## Page text
= Beginning of Section =

Eczema is a skin condition plaguing millions of people. It's especially tough to handle in Florida, where the heat causes many people to wear long sleeves and pants to hide red, itchy skin.
But one Tampa woman has found help, and you can, too.
“Anyone [who has] experienced an open wound, pretty much imagine that all over your body," Melanie Villarosa said.
She has lived with extreme eczema for 29 years.
“I remember like in middle school, you know kids would be handing me like coupons for lotions or asking me if i was in a fire or what happened," Villarosa said.
She had nearly lost hope, but then she met Dr. Seth Forman and enrolled in an experimental drug trial.
“What’s really exciting about the drugs we are now doing under trial currently is that they are very safe. They don’t seem to suppress the immune system the way some of these other prior medications have done in the past and most importantly they seem to not have as many side effects," Dr. Forman said.

= End of Section =

## What this exercise asks
1. List every quality that Dr. Forman attributes to the drugs currently under trial in the eczema article.
2. Answer the following from the eczema article, with one answer per line:
(a) For how many years has Melanie Villarosa lived with extreme eczema?
(b) What did other children hand her in middle school?
(c) In which city does the woman who found help live?
3. Continue the eczema article with the next part, following on from its last sentence.

## Data extracts
= Beginning of Section =

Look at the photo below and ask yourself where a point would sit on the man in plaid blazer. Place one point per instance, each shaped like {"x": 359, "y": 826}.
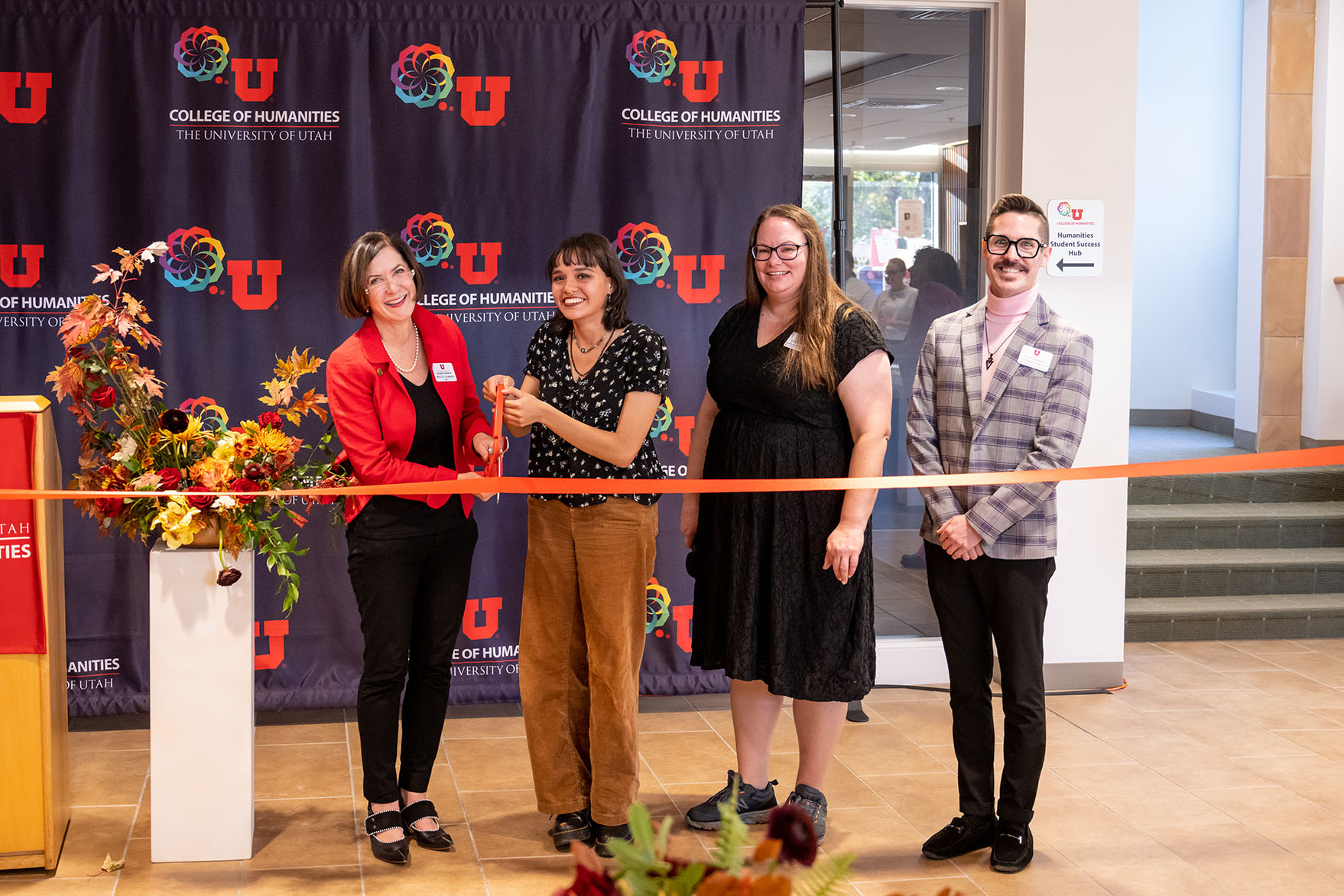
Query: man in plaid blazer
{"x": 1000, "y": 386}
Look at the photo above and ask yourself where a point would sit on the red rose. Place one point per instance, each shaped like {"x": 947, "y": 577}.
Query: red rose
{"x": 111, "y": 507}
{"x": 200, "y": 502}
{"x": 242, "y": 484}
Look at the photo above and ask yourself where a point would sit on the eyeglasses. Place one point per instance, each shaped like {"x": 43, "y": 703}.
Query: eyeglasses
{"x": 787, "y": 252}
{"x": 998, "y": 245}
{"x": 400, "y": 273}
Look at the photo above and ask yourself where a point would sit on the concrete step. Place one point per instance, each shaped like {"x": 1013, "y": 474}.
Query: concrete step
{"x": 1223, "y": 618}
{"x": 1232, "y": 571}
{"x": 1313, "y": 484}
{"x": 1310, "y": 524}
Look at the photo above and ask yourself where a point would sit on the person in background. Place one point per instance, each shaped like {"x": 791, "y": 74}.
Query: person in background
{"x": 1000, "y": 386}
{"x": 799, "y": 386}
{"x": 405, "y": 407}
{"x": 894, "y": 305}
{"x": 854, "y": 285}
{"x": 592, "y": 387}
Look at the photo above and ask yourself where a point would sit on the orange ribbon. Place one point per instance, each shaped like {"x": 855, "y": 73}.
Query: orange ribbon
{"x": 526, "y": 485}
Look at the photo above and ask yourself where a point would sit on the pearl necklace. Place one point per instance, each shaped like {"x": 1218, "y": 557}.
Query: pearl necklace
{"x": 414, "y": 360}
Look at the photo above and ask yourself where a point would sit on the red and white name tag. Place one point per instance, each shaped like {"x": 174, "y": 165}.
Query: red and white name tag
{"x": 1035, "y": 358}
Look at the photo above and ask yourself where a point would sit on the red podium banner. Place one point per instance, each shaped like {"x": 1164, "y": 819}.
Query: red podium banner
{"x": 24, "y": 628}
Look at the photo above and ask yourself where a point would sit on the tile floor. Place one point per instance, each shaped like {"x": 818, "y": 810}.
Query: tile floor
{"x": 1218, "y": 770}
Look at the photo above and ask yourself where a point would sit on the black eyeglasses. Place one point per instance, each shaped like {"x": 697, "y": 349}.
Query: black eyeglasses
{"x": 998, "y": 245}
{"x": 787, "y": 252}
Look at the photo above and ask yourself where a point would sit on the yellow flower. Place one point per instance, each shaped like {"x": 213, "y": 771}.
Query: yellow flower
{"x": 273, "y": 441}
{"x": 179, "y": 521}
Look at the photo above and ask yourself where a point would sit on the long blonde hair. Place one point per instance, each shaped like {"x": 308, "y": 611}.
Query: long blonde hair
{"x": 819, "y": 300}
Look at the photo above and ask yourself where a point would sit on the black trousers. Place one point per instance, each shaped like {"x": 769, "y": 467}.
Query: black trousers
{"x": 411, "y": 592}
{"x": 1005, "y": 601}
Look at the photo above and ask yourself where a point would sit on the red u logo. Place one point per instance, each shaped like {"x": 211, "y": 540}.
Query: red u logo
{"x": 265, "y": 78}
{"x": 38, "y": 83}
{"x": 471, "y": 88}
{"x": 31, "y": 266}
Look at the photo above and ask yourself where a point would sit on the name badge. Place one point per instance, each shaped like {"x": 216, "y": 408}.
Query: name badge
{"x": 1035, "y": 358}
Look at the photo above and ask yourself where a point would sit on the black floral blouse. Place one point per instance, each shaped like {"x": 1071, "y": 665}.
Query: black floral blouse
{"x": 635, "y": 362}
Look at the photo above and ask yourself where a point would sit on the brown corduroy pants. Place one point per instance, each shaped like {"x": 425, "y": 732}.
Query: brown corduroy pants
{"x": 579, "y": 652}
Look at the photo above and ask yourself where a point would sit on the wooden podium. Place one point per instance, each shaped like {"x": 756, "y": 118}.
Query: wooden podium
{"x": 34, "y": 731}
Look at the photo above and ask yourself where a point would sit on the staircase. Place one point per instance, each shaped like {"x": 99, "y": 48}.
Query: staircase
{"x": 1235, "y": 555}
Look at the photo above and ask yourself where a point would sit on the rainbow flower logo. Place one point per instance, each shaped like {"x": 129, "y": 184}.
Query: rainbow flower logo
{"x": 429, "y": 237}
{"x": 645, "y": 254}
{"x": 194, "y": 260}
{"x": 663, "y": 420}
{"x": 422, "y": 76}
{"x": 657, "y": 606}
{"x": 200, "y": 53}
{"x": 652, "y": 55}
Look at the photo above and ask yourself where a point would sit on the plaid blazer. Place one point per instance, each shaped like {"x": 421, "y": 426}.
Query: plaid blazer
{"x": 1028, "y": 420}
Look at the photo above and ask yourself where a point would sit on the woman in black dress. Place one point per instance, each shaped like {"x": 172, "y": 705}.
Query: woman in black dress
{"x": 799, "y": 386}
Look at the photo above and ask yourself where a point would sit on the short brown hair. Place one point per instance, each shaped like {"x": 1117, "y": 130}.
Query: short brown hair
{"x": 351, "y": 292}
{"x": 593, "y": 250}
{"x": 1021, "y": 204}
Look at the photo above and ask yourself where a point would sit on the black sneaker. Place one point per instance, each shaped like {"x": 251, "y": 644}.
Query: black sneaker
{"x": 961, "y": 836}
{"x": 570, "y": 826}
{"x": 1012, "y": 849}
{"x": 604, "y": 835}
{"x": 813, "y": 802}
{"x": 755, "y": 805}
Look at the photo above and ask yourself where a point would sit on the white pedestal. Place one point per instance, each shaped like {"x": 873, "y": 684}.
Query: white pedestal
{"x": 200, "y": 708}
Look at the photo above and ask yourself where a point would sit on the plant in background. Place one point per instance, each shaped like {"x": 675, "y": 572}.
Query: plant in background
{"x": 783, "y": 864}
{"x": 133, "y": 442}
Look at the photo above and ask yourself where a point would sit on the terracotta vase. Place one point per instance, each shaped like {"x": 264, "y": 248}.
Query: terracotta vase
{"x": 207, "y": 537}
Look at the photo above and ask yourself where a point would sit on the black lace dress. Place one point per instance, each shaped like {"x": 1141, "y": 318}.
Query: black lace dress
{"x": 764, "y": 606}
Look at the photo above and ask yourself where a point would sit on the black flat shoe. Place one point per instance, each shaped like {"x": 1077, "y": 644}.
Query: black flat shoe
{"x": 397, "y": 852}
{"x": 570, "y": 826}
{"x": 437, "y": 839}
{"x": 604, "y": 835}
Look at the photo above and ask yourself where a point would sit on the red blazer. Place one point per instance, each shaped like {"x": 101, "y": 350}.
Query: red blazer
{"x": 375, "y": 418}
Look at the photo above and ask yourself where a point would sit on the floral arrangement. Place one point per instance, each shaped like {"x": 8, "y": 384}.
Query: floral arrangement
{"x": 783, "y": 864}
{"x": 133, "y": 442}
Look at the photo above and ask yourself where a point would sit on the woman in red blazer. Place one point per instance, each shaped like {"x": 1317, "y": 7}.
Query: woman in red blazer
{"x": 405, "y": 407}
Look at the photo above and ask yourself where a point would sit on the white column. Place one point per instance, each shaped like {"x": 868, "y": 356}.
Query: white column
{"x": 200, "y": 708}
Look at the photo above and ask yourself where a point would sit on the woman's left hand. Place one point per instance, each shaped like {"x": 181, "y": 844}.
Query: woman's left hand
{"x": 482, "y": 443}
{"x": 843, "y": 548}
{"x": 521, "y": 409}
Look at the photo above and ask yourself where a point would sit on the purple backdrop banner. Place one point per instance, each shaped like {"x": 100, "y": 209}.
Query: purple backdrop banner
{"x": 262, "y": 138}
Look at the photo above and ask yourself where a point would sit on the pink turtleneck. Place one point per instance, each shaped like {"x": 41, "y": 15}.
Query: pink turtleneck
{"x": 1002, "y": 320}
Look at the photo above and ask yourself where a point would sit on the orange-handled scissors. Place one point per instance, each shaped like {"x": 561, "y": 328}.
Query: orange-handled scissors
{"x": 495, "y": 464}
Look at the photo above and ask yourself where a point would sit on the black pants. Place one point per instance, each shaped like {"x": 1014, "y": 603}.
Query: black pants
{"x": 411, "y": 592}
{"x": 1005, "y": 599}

= End of Section =
= Beginning of Section =

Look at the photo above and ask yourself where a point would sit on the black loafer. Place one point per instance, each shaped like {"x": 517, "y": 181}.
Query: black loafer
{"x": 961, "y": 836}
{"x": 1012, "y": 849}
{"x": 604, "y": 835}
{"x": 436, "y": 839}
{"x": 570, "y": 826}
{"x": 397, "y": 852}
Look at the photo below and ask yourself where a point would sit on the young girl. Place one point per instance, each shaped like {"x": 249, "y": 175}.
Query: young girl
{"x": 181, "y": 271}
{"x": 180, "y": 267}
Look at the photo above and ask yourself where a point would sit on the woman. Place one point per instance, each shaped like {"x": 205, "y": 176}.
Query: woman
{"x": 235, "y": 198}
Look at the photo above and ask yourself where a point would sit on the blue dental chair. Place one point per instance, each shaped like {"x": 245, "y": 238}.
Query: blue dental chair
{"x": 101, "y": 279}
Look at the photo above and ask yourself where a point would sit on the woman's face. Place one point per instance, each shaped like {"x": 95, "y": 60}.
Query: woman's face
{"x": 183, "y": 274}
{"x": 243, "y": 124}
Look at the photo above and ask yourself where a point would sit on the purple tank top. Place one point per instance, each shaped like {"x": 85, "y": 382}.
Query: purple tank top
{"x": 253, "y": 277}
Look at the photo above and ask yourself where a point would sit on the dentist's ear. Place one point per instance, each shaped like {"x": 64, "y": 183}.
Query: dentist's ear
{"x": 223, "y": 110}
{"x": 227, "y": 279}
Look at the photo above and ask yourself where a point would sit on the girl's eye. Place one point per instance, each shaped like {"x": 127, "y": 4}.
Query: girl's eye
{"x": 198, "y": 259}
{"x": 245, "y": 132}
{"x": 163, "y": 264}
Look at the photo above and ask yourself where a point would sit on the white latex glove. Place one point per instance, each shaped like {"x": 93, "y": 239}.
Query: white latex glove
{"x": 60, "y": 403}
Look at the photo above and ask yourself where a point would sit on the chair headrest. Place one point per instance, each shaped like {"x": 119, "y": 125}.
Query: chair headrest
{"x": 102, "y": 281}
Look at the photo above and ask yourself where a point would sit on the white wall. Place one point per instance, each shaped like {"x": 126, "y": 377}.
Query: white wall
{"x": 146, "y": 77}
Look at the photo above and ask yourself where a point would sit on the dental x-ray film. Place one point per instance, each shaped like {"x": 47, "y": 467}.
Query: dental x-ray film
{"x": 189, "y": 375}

= End of Section =

## Responses by task
1.
- They are very safe.
- They do not seem to suppress the immune system the way some prior medications have.
- They seem not to have as many side effects.

2.
(a) 29 years.
(b) Coupons for lotions.
(c) Tampa.

3.
"Within two or three weeks I could already see a difference and so today I don’t even know I have eczema,” Villarosa said.
Forman is accepting patients for two free eczema trials for adults now and a trial for kids in May. Villarosa said don't give up hope. Now her lifelong battle is a memory.
“I would look at my skin and I’ll see the scarsm, and I think it’s good to see the scars just [to] remind myself what I went through," she said.
Forman hopes a safe treatment, like the one helping Villarosa, will be FDA approved and on the market by early 2017.